==== SUPPLIED ENTRIES
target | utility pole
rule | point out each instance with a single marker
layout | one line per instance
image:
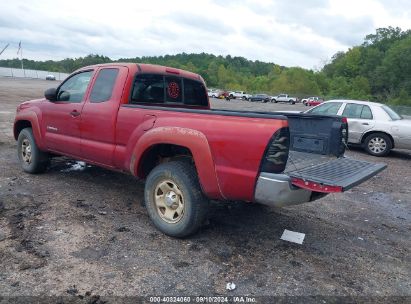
(20, 49)
(7, 45)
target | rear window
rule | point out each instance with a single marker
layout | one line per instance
(358, 111)
(159, 89)
(103, 86)
(330, 108)
(393, 115)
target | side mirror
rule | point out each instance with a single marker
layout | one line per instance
(51, 94)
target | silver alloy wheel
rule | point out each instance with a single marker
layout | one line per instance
(26, 151)
(169, 201)
(377, 145)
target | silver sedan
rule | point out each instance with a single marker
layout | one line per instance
(374, 126)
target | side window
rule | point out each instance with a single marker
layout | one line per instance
(174, 90)
(327, 108)
(103, 86)
(148, 88)
(194, 93)
(366, 113)
(74, 88)
(352, 110)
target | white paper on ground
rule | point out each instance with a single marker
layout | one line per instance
(292, 236)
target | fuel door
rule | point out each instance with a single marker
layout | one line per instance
(148, 121)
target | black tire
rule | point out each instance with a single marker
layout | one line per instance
(378, 144)
(32, 159)
(175, 176)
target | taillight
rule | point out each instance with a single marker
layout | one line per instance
(276, 154)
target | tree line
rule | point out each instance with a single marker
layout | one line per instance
(378, 70)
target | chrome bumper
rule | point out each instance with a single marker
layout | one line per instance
(276, 190)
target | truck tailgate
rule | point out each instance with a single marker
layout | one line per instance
(336, 175)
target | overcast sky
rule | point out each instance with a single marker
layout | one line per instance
(290, 33)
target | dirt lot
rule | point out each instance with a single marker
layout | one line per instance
(85, 233)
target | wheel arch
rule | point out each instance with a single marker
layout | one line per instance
(20, 125)
(28, 119)
(165, 143)
(366, 134)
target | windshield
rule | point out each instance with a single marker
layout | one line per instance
(391, 113)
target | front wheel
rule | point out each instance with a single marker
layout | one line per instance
(174, 200)
(378, 144)
(32, 159)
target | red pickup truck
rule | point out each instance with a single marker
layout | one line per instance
(155, 123)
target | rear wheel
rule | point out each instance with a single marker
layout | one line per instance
(31, 158)
(174, 200)
(378, 144)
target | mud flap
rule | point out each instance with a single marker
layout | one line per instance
(336, 175)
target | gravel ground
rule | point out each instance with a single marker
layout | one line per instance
(85, 234)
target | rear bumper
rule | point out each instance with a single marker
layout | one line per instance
(277, 190)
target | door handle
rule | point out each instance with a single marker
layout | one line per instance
(74, 113)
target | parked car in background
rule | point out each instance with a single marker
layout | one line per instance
(313, 101)
(284, 98)
(259, 97)
(374, 126)
(223, 95)
(239, 94)
(213, 93)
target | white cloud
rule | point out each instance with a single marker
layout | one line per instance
(297, 33)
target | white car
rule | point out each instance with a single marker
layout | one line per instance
(374, 126)
(239, 94)
(213, 93)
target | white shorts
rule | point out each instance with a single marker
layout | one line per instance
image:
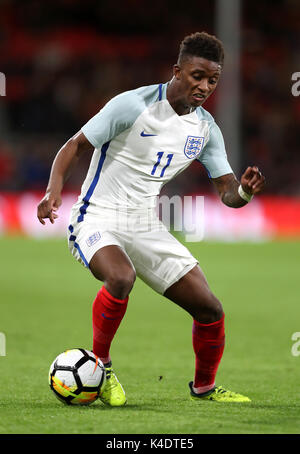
(158, 258)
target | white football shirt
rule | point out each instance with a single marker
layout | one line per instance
(141, 143)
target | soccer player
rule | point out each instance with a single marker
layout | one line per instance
(142, 139)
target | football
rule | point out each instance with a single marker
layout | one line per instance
(77, 377)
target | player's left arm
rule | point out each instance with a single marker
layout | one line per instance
(252, 182)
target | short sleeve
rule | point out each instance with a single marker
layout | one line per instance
(213, 156)
(115, 117)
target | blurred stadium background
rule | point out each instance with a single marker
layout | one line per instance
(64, 60)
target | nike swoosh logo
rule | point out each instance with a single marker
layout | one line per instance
(147, 135)
(109, 318)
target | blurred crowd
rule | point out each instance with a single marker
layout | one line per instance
(64, 59)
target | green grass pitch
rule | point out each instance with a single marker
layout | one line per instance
(46, 299)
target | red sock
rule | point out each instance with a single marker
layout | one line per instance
(208, 344)
(108, 313)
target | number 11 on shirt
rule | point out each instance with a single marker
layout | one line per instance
(159, 156)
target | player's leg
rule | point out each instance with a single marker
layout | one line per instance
(193, 294)
(170, 269)
(103, 253)
(111, 266)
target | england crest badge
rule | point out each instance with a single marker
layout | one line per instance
(193, 146)
(93, 239)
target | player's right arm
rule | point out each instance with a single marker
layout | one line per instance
(62, 166)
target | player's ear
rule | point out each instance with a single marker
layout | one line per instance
(177, 71)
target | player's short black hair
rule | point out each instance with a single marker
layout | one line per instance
(202, 44)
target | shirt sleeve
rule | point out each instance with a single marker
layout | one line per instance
(213, 156)
(115, 117)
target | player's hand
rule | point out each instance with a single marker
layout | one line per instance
(253, 181)
(48, 207)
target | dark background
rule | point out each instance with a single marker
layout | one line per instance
(64, 59)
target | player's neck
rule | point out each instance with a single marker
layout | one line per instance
(175, 99)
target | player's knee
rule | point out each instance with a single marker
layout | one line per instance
(210, 310)
(120, 282)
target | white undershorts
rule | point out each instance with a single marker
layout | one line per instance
(158, 258)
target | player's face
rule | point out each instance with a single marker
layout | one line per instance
(197, 79)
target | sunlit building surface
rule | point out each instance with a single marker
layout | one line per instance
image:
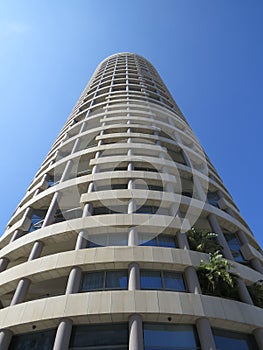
(104, 250)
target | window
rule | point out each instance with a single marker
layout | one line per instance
(100, 337)
(147, 209)
(37, 219)
(172, 337)
(111, 210)
(166, 280)
(212, 198)
(104, 280)
(107, 239)
(234, 245)
(42, 340)
(161, 240)
(233, 340)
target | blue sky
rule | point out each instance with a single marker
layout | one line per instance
(209, 54)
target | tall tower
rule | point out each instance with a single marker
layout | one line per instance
(100, 253)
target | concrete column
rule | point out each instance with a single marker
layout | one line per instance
(81, 242)
(36, 250)
(136, 333)
(199, 189)
(220, 236)
(242, 237)
(192, 280)
(243, 292)
(5, 338)
(256, 264)
(186, 159)
(17, 234)
(67, 170)
(3, 264)
(76, 145)
(21, 291)
(205, 334)
(132, 236)
(74, 280)
(258, 333)
(63, 334)
(131, 184)
(173, 210)
(130, 167)
(134, 276)
(87, 210)
(49, 218)
(182, 240)
(131, 206)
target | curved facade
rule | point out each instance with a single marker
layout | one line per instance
(97, 255)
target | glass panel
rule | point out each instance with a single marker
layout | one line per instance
(233, 340)
(172, 337)
(33, 341)
(118, 239)
(166, 241)
(151, 280)
(37, 219)
(92, 281)
(173, 281)
(117, 279)
(234, 246)
(107, 336)
(212, 198)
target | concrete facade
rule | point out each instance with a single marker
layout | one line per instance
(125, 174)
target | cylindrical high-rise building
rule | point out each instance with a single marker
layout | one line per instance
(104, 251)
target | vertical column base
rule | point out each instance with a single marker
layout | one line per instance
(258, 333)
(21, 291)
(63, 334)
(136, 333)
(134, 276)
(5, 339)
(205, 334)
(192, 280)
(74, 280)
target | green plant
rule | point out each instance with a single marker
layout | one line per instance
(256, 292)
(203, 241)
(215, 278)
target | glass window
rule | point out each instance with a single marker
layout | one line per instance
(166, 241)
(234, 245)
(212, 198)
(37, 219)
(169, 337)
(108, 239)
(42, 340)
(166, 280)
(101, 337)
(93, 281)
(116, 280)
(147, 209)
(102, 280)
(173, 281)
(161, 240)
(151, 279)
(233, 340)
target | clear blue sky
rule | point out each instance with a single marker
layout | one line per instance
(209, 53)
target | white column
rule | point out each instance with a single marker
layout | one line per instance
(63, 334)
(134, 276)
(136, 333)
(5, 338)
(205, 334)
(192, 280)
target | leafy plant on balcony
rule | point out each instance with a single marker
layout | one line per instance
(256, 292)
(215, 277)
(203, 241)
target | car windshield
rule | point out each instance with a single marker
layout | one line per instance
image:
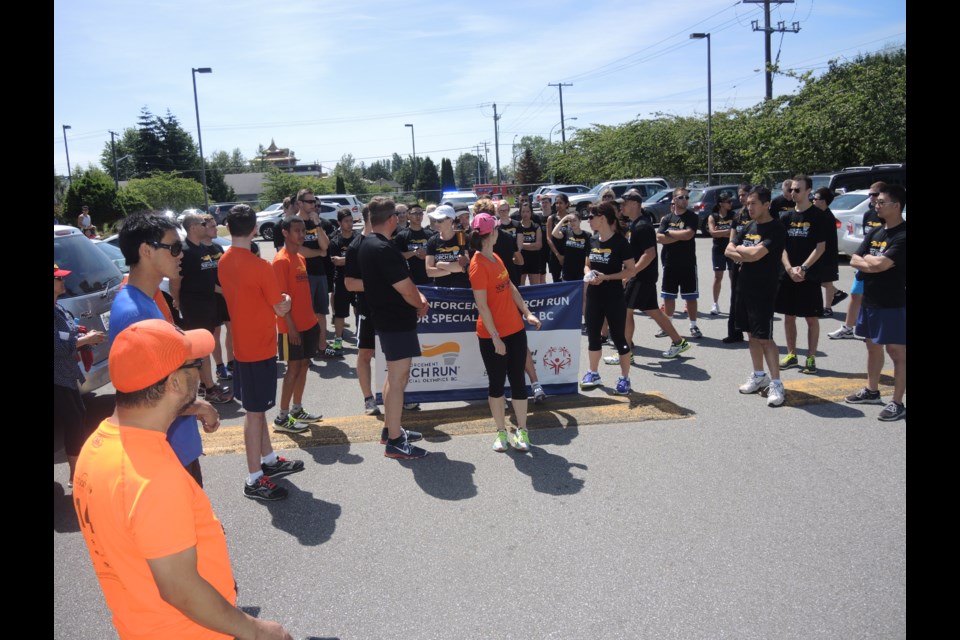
(847, 201)
(92, 270)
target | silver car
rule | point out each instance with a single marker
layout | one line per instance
(90, 290)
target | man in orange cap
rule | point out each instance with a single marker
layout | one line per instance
(157, 548)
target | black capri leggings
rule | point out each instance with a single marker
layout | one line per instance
(606, 303)
(509, 366)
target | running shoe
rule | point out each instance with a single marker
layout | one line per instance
(539, 395)
(281, 467)
(302, 415)
(841, 333)
(403, 450)
(412, 436)
(591, 380)
(289, 425)
(893, 411)
(755, 383)
(264, 489)
(776, 395)
(370, 406)
(676, 349)
(521, 440)
(789, 361)
(864, 396)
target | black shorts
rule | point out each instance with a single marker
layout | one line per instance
(720, 261)
(682, 279)
(341, 300)
(366, 336)
(801, 299)
(308, 348)
(754, 314)
(398, 345)
(641, 295)
(255, 384)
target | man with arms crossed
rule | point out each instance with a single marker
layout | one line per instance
(395, 304)
(255, 300)
(163, 566)
(757, 247)
(882, 263)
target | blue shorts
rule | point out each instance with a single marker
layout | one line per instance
(399, 345)
(882, 325)
(255, 384)
(319, 294)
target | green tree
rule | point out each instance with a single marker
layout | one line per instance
(447, 180)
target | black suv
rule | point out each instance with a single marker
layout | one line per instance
(853, 178)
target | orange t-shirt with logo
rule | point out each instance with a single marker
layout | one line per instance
(492, 277)
(251, 290)
(291, 272)
(135, 501)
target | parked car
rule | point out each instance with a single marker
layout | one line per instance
(90, 290)
(853, 178)
(646, 186)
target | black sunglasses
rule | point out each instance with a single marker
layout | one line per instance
(175, 249)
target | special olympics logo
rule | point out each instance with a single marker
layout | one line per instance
(557, 358)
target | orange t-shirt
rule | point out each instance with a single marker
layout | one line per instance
(135, 501)
(251, 290)
(492, 277)
(291, 272)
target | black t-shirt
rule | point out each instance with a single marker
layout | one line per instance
(381, 266)
(804, 231)
(608, 257)
(198, 269)
(760, 278)
(684, 253)
(575, 247)
(642, 237)
(352, 270)
(448, 251)
(722, 224)
(409, 240)
(888, 288)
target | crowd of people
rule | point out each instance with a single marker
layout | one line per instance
(164, 567)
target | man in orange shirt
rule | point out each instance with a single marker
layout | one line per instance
(254, 300)
(298, 332)
(157, 548)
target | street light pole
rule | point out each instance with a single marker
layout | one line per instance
(700, 36)
(65, 148)
(203, 161)
(413, 142)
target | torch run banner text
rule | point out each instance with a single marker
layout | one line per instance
(450, 367)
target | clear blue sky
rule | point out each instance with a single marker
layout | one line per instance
(328, 78)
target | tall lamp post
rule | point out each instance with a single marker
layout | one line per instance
(701, 36)
(65, 148)
(203, 162)
(413, 141)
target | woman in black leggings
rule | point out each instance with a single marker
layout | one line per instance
(608, 262)
(503, 340)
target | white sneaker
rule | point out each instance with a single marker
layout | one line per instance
(754, 383)
(776, 395)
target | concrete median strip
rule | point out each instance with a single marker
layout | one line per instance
(558, 412)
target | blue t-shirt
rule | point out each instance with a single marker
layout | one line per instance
(132, 305)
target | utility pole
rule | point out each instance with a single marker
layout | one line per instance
(563, 129)
(496, 140)
(113, 148)
(767, 30)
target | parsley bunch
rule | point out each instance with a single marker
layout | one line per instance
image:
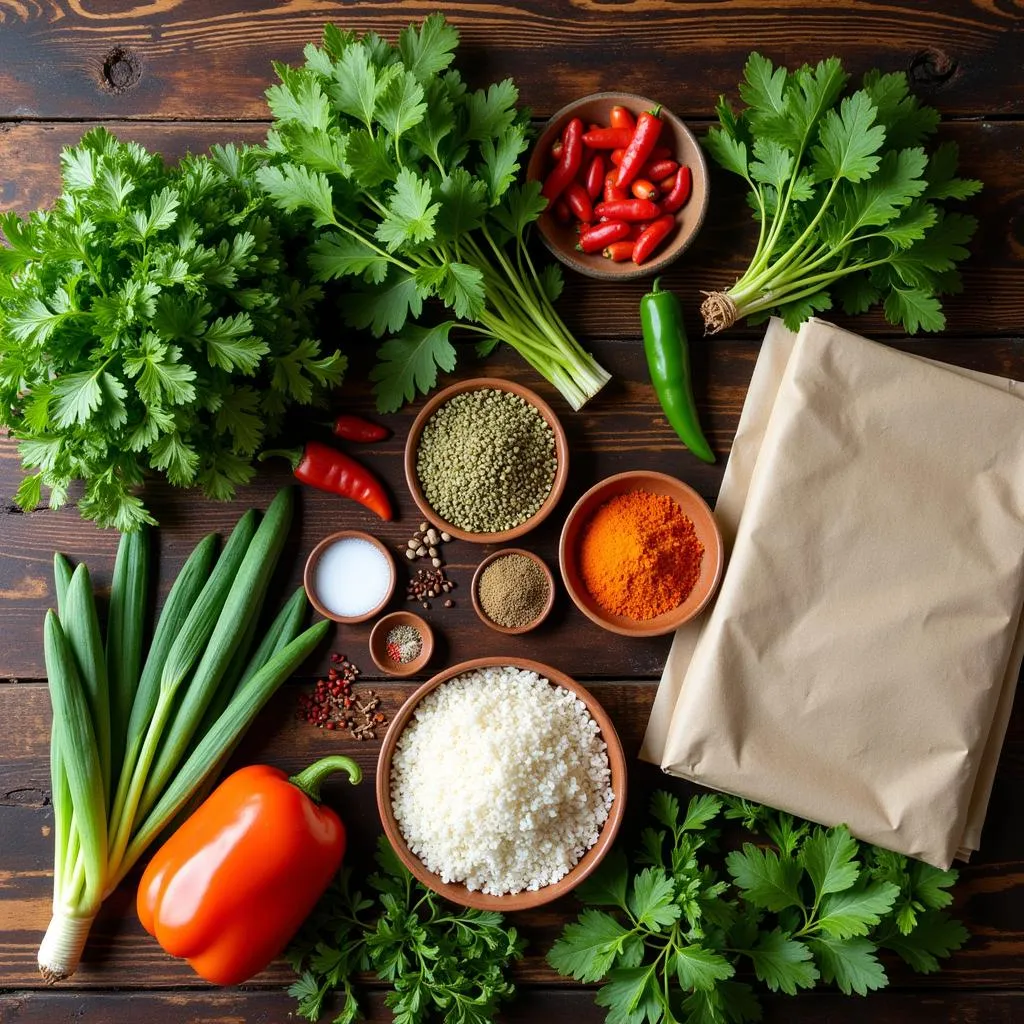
(441, 962)
(846, 196)
(150, 323)
(811, 905)
(410, 179)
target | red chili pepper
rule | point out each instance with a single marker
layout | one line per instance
(644, 139)
(629, 209)
(359, 429)
(608, 138)
(642, 188)
(657, 169)
(595, 239)
(676, 199)
(654, 235)
(328, 469)
(579, 202)
(619, 252)
(595, 176)
(622, 118)
(566, 168)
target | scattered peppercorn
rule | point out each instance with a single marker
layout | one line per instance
(486, 461)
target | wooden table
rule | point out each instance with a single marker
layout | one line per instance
(179, 76)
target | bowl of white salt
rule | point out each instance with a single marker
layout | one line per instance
(349, 577)
(501, 783)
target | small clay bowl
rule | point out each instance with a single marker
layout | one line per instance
(705, 525)
(458, 893)
(561, 456)
(309, 576)
(561, 239)
(378, 643)
(478, 608)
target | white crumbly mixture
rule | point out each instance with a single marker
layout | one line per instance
(501, 780)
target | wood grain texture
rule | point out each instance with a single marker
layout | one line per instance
(166, 58)
(989, 897)
(530, 1007)
(991, 303)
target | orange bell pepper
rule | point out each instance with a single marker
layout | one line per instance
(231, 886)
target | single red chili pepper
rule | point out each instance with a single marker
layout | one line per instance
(231, 886)
(629, 209)
(608, 138)
(611, 192)
(654, 235)
(676, 199)
(644, 139)
(642, 188)
(619, 252)
(595, 239)
(328, 469)
(657, 169)
(595, 176)
(579, 202)
(358, 429)
(566, 168)
(622, 118)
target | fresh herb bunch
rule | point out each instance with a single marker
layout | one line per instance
========
__PROBLEM TO SOLVE__:
Copy, character for character, the lines from the line that holds "target | white crumbly mixture" through the final line of the records above.

__REPLY__:
target | white crumbly mixture
rule | point out each instance with a single marker
layout | one line per instance
(501, 780)
target | wood grain texture
rule | point out each instance with a single marker
layout | one line per instance
(166, 58)
(989, 897)
(530, 1007)
(991, 303)
target | orange bell pepper
rule | point out each instance with a single marker
layout | one line per instance
(231, 886)
target | single red chili pepper
rule | point out each instance with a single marker
layout | one line per instance
(231, 886)
(629, 209)
(608, 138)
(611, 192)
(654, 235)
(676, 199)
(644, 139)
(642, 188)
(619, 252)
(595, 239)
(328, 469)
(657, 169)
(595, 176)
(579, 202)
(358, 429)
(566, 168)
(622, 118)
target | fresh herb bunch
rule | point out each instance with a single marker
layout | one line per instance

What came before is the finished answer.